What is required
Reproduce every line of the entries below word for word, but omit the pictures.

(Excerpts from location labeling data)
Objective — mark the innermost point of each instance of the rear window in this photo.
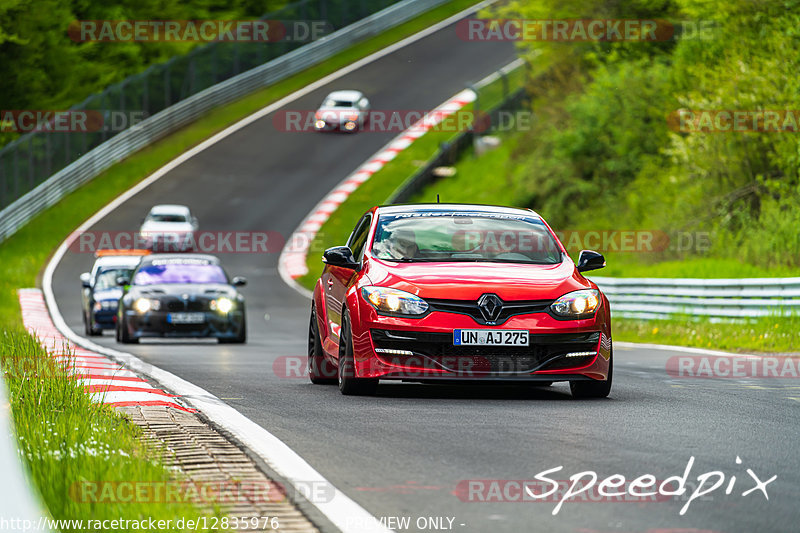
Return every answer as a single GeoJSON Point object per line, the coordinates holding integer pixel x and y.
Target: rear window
{"type": "Point", "coordinates": [464, 236]}
{"type": "Point", "coordinates": [330, 102]}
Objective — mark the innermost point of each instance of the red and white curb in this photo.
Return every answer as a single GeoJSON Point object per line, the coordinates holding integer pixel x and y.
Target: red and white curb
{"type": "Point", "coordinates": [103, 379]}
{"type": "Point", "coordinates": [292, 262]}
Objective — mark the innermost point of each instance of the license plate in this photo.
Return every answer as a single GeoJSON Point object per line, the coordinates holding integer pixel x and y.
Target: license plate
{"type": "Point", "coordinates": [490, 337]}
{"type": "Point", "coordinates": [186, 318]}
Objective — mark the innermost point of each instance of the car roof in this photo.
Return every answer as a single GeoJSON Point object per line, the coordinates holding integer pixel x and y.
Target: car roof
{"type": "Point", "coordinates": [345, 95]}
{"type": "Point", "coordinates": [169, 209]}
{"type": "Point", "coordinates": [125, 261]}
{"type": "Point", "coordinates": [431, 207]}
{"type": "Point", "coordinates": [178, 257]}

Answer to the exercise
Objective — mark the innermost point of each instance of the rear window in this photo.
Return every answer as a single GeoJSON Point object per line, the coordinates holding integer pixel x and y.
Target: rear window
{"type": "Point", "coordinates": [464, 236]}
{"type": "Point", "coordinates": [330, 102]}
Objective — mark the innermost point of each instance of the red and white curb in this photo.
Return every answer as a single GeoJSON Point object per line, the coordinates holding integer pixel x and y.
Target: red and white curb
{"type": "Point", "coordinates": [103, 379]}
{"type": "Point", "coordinates": [292, 262]}
Objective — mark the innermost point of each instance of the license plate in this photo.
Return every answer as a single GeoJSON Point object per line, the coordinates holding integer pixel x and y.
Target: license plate
{"type": "Point", "coordinates": [490, 337]}
{"type": "Point", "coordinates": [186, 318]}
Objective — mark the innermost point of each instance of the car roof in this photo.
Return every answer as a single GeoJSON Point object per line, the coordinates holding integer pixel x and y.
Target: car roof
{"type": "Point", "coordinates": [345, 95]}
{"type": "Point", "coordinates": [169, 209]}
{"type": "Point", "coordinates": [125, 261]}
{"type": "Point", "coordinates": [431, 207]}
{"type": "Point", "coordinates": [178, 257]}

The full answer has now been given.